O fato delas não terem a consciência e o conhecimento de um adulto, só piora as coisas, porque elas não podem dar nome ao que as machuca. Isto as confunde, as deixando ainda mais assustadas. Para piorar as coisas e aumentar a perplexidade e confusão da criança, há o fato dela experimentar que a mesma pessoa que lhe dá amor, ou no mínimo nutrimento e abrigo, pode ser aquela com a qual tomar mais cuidado, da qual se precaver.

Coloquemo-nos na posição de uma criança. Ela é impotente e dependente. Se é batida, não pode revidar – coisa que geralmente um adulto faria, de uma forma ou de outra. Se é maltratada, não pode ir embora – coisa que um adulto psicologicamente saudável faria. A criança vive à mercê dos adultos que dela cuidam. Pode ter a sorte de estar no meio de pessoas sensatas, honestas e conscientes… ou não. Neste caso, só lhe resta engolir e ir adiante. O que a norteia será seu instinto de sobrevivência. Ela fará o que for preciso para manter-se viva e pertencer a alguma coisa. Adaptar-se-á a qualquer situação se assim for preciso. Pode se tornar burra, sonsa, malandra, indiferente, insensível, raivosa, mentirosa… Sua psicologia irá se moldando à situação. É tudo o que tem, os pais são seu mundo. Não há outro.

Por que lembrar da dor? A tristeza da realidade, que o adulto acha que somente ele saboreia, é conhecida de muitas crianças. Que elas ainda saibam rir não é prova de que sejam felizes, mas da enorme força da vida que em seus pequenos corpos as sustentam. Chama-se resiliência, a capacidade de superar, refazer-se, ir adiante. Mas, o acumulo gradativo e constante da mesma meleca todos os santos dias não tem como não deixar suas marcas na alma infantil. E assim a criança esquece, e assim a criança é moldada no padrão mental e emocional que sua família lhe impõe.

— Material fornecido —
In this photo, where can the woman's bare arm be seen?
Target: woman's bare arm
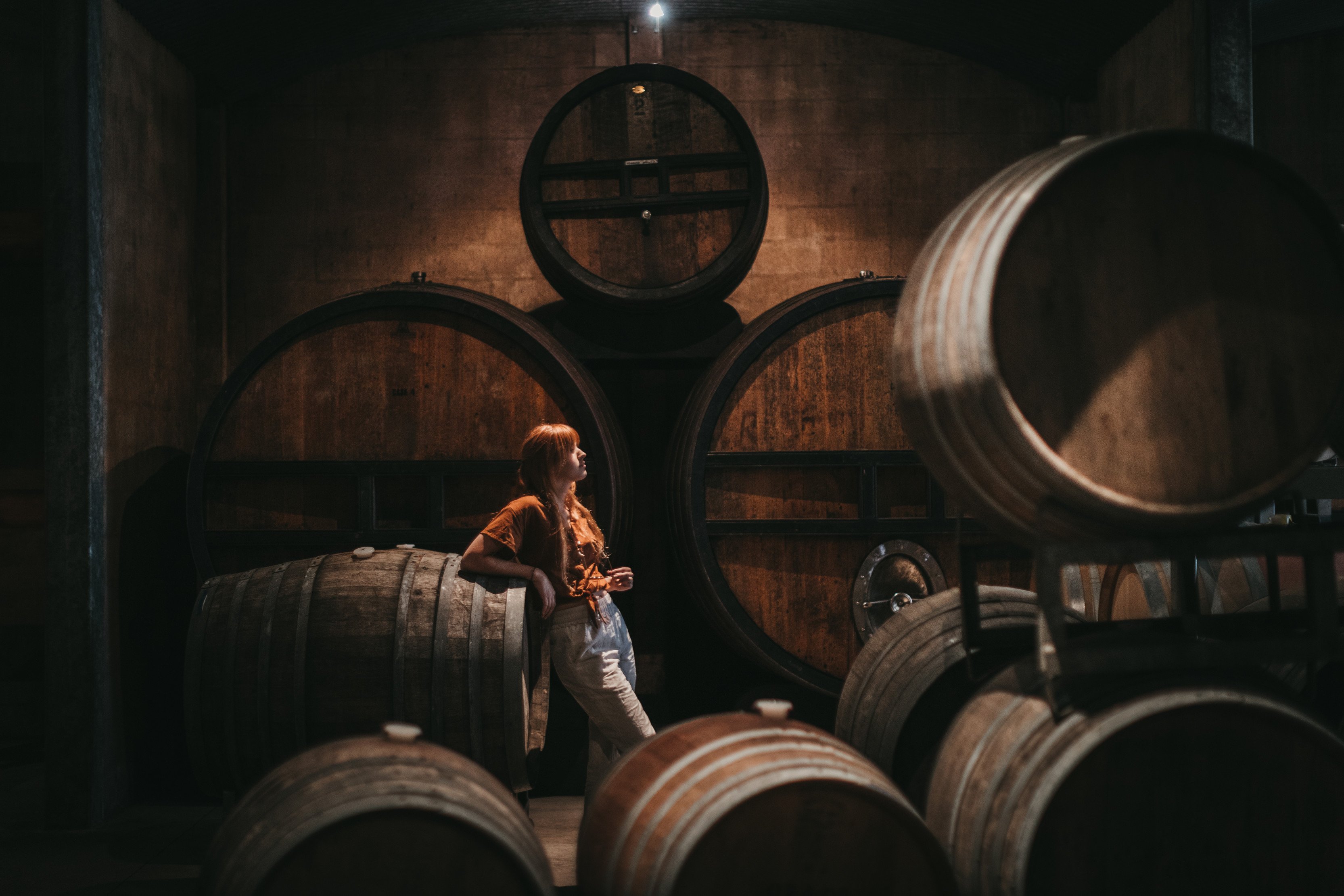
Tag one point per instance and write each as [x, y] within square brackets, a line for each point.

— Exercício proposto 1 —
Como fica em inglês a frase "A criança vive à mercê dos adultos que dela cuidam.", do texto sobre a infância?
— Exercício proposto 2 —
Pode reescrever o trecho do texto sobre a infância que começa nas palavras que contêm "O fato delas" e termina em "qual se precaver.", rebatizando como "sustento" o que ali se chama "nutrimento"?
A listagem não tem relação alguma com o texto.

— Resposta 1 —
The child lives at the mercy of the adults who look after it.

— Resposta 2 —
O fato delas não terem a consciência e o conhecimento de um adulto, só piora as coisas, porque elas não podem dar nome ao que as machuca. Isto as confunde, as deixando ainda mais assustadas. Para piorar as coisas e aumentar a perplexidade e confusão da criança, há o fato dela experimentar que a mesma pessoa que lhe dá amor, ou no mínimo sustento e abrigo, pode ser aquela com a qual tomar mais cuidado, da qual se precaver.